#### [VOS TÂCHES]
[A] Répondez à ces questions sur l'article consacré à Rayan Cherki :
(i) Quel est le score de la victoire de Lyon face au RC Lens ?
(ii) Contre quel club Cherki a-t-il joué le seizième de finale de Coupe de France du samedi 18 janvier 2020 ?
(iii) Qui a manqué le penalty provoqué par Cherki lors de ce match ?
[B] Rédigez la suite de l'article consacré à Rayan Cherki, en reprenant juste après sa dernière phrase.

#### [EXTRAIT DU TEXTE]

Alors, Cherki le meilleur ?

Le voilà, ce fameux match référence ! Vous pensez que nous parlons de la belle victoire lyonnaise face au RC Lens (2-1) ? En partie oui, mais pour les supporters lyonnais présents au Groupama Stadium dimanche dernier, ce sursaut d’orgueil des Gones coïncide avant tout avec l’explosion tant attendue de Mathis Rayan Cherki (19 ans), gamin du cru qui attaque déjà sa quatrième saison au sein de l’effectif pro. Auteur du but de la victoire, mais aussi d’une délicieuse passe décisive pour son pote Alexandre Lacazette (sorti sur blessure), l’ancien de l’AS Saint-Priest parvient enfin à justifier les immenses espoirs placés en lui par ses coachs, éducateurs et supporters. Laurent Blanc a-t-il trouver la clé pour que Cherki puisse enfin exprimer avec régularité son immense talent ? Entre impatience et nécessité de progresser dans son jeu, Capitaine Lyon revient sur les obstacles auxquels Rayan Cherki a dû faire face à l’OL, avant de mettre enfin tout le monde d’accord.

2019-2021 : premiers frissons avec Rudi Garcia

Samedi 18 janvier 2020. Alors que le directeur sportif Juninho est en pleine réflexion sur les retouches qu’il doit apporter à l’effectif lyonnais pour rectifier la trajectoire d’une saison bien mal embarquée (ndlr : Sylvinho démis de ses fonctions deux mois plus tôt), Rudi Garcia choisit ce seizième de finale de Coupe de France contre le FC Nantes pour lancer un « baby gone » dont tous les supporters lyonnais attendent avec impatience l’éclosion. Malheureusement pour les habitués du Groupama, c’est bien le stade la Beaujoire qui assiste pour la première fois à l’explosion du phénomène de 16 ans et 154 jours. Avec deux buts (dont un au bout de 54 secondes de jeu!), deux passes décisives et un penalty provoqué (manqué par Dembélé), c’est une véritable masterclass que déroule Cherki dans la cité des Ducs de Bretagne. Avec des médias totalement sous le charme, tout laisse à penser que le crack tient déjà son match professionnel de référence, et Juninho une recrue de choix dans le secteur offensif. D’ailleurs, la performance de Cherki ira jusqu’à faire réagir un certain Kylian Mbappé sur Twitter, pote du Lyonnais et référence en termes de précocité et d’impatience : « Faut pas trop lui parler d’âge hein. @rayan_cherki ».

#### [MATÉRIEL RECUEILLI]
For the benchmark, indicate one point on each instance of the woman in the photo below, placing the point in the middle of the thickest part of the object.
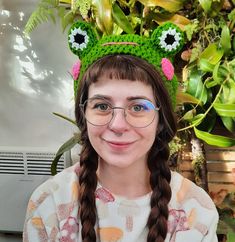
(122, 189)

#### [RÉPONSES DONNÉES]
[A]
(i) 2-1
(ii) Le FC Nantes
(iii) Dembélé

[B]
Du côté de Rudi Garcia, pas question de s’enflammer. Conscient du rôle de paratonnerre qu’il se doit de tenir pour permettre à son phénomène de continuer à progresser, l’ancien coach de l’OL rappelle à Cherki que sa performance XXL doit être simplement considérée comme un début : « On sait que c’est un garçon qui a les capacités pour être décisif. Bien sûr que ça, ça m’a plu. Mais mon rôle, c’est aussi d’abaisser les niveaux parce que tout le monde va le porter aux nues et ça va être un grand danger s’il ne m’écoute plus, ne travaille plus et pense que c’est arrivé. »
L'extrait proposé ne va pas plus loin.